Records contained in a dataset
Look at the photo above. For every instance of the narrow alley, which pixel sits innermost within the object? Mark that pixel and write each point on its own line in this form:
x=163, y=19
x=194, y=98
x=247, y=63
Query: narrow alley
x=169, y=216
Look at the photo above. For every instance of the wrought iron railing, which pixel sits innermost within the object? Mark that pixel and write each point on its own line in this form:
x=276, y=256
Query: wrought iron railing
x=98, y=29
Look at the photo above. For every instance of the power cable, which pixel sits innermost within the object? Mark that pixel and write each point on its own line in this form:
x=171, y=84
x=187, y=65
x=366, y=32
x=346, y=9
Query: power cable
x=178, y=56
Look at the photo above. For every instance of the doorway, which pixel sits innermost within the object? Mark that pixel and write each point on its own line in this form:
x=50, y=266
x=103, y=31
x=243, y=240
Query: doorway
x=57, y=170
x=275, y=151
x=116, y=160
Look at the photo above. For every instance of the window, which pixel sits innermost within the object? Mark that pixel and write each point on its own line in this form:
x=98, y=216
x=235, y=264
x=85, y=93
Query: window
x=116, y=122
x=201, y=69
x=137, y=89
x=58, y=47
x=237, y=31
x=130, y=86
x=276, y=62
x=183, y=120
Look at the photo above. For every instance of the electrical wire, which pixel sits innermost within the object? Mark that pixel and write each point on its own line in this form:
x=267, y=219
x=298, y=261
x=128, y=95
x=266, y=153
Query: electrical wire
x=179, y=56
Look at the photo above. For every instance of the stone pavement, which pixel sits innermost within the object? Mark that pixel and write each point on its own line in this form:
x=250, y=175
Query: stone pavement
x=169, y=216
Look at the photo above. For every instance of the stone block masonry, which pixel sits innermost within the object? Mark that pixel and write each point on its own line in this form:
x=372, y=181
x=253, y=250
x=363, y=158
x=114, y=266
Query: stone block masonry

> _Exercise details_
Make an exact transcription of the entries above.

> _Solved exercise_
Look at the photo above. For every instance of the narrow alley, which pixel sits innermost within the object? Mark that pixel and write each point on its own line in this form:
x=163, y=19
x=194, y=98
x=247, y=63
Query: narrow alley
x=169, y=216
Look at the photo above. For every instance of the wrought iron railing, which pixel sits innermost within the object? Mark that pixel and write each point on its own line in this form:
x=276, y=256
Query: wrought iron railing
x=98, y=29
Look at the photo above. For every instance of the power cable, which pixel sits innermost within the object? Mark that pixel and write each point on its own line in this form:
x=171, y=84
x=187, y=65
x=366, y=32
x=346, y=9
Query: power cable
x=178, y=56
Look at the photo above. For every instance of the doorway, which pixel sits innermost within the object? Mark that pixel and write each point on its own line in this form:
x=50, y=266
x=103, y=31
x=243, y=240
Query: doorway
x=57, y=170
x=275, y=151
x=116, y=160
Look at the photo above. For every instance of the window, which pixel sits innermost within the object? Mark that pixel and write each point on its own line in this form:
x=98, y=216
x=235, y=264
x=85, y=93
Query: window
x=116, y=122
x=201, y=69
x=137, y=89
x=58, y=47
x=237, y=31
x=130, y=86
x=276, y=62
x=183, y=120
Look at the photo above. For every instance of the electrical wire, which pixel sits innermost within the object? Mark that pixel and write each point on its own line in this form:
x=267, y=219
x=298, y=261
x=128, y=95
x=266, y=153
Query: electrical wire
x=179, y=56
Look at the photo above. For every instance of the stone pavement, which pixel sits innermost within the object? Mark that pixel and write each point on its own line in this form:
x=250, y=175
Query: stone pavement
x=169, y=216
Look at the photo above. For every instance of the stone block masonry, which pixel sits innermost within the object? Mark that pixel and write each point on its own line in this form:
x=372, y=181
x=253, y=250
x=363, y=158
x=114, y=266
Query: stone block masonry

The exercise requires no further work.